Extracted material:

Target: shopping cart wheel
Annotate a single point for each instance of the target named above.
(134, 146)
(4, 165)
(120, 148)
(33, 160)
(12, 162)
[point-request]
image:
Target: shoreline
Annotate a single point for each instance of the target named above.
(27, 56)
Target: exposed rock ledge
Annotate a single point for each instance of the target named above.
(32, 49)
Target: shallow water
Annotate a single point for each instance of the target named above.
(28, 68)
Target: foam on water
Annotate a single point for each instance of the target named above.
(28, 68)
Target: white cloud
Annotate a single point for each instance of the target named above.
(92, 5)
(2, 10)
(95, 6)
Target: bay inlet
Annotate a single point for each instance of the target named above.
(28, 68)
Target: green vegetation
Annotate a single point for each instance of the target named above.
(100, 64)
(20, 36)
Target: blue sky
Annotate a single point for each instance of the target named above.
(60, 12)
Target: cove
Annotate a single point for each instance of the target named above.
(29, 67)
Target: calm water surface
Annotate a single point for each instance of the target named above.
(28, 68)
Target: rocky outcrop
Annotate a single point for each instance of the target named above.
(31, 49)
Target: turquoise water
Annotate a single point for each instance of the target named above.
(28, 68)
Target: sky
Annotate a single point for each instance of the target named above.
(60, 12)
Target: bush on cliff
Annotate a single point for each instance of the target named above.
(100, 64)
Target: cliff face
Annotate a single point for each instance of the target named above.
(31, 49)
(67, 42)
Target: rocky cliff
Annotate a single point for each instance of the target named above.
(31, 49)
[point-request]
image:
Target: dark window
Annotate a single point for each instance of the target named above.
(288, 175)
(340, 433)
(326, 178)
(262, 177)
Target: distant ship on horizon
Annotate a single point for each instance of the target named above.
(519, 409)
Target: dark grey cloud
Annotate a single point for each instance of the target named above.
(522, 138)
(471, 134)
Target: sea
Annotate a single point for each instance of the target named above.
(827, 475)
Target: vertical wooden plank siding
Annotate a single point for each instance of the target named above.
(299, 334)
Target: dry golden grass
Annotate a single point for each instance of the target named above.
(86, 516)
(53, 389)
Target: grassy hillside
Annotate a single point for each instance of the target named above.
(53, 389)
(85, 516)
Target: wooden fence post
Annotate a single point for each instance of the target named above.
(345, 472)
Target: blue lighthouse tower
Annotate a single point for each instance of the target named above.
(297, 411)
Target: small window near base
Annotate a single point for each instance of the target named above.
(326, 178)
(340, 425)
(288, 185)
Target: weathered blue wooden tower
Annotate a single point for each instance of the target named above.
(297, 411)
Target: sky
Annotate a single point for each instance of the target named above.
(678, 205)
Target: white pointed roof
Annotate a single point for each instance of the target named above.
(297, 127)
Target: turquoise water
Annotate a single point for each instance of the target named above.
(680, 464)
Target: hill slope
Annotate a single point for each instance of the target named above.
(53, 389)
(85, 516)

Your task: Every line from the one containing "Target: dark grey cloud" through the last line must be copied exactly; leave out the rest.

Written reply:
Target: dark grey cloud
Annotate a single point for each instance of the target named above.
(522, 138)
(471, 134)
Target: sea
Annotate a single point for each instance of the target named above.
(827, 475)
Target: vertical wooden plank siding
Annotate a single point for each instance of the target named above.
(299, 334)
Target: dry golden grass
Annotate a single point for each instance of the target named above.
(86, 516)
(53, 389)
Target: grassy hillside
Annotate a single point for each instance of the target named above.
(53, 389)
(85, 516)
Target: wooden fence post
Annotate a single point for each instance of the target named above.
(345, 472)
Target: blue lighthouse tower
Annotate a single point for each instance of the target named above.
(297, 411)
Target: small window near base
Annotate a single point for each instance of the target named above.
(326, 178)
(340, 425)
(288, 185)
Target: weathered blue wooden tower
Annotate a single point for each instance of the target named above.
(297, 411)
Target: sky
Annotate a single point for each instance of the target named above.
(678, 205)
Target: white pointed roof
Annotate a single point for each instance of the target named above.
(297, 127)
Target: turquoise water
Annotate a single point for each instance of the target named above.
(680, 464)
Target: hill slope
Annotate a single point for each instance of the target named above.
(53, 389)
(85, 516)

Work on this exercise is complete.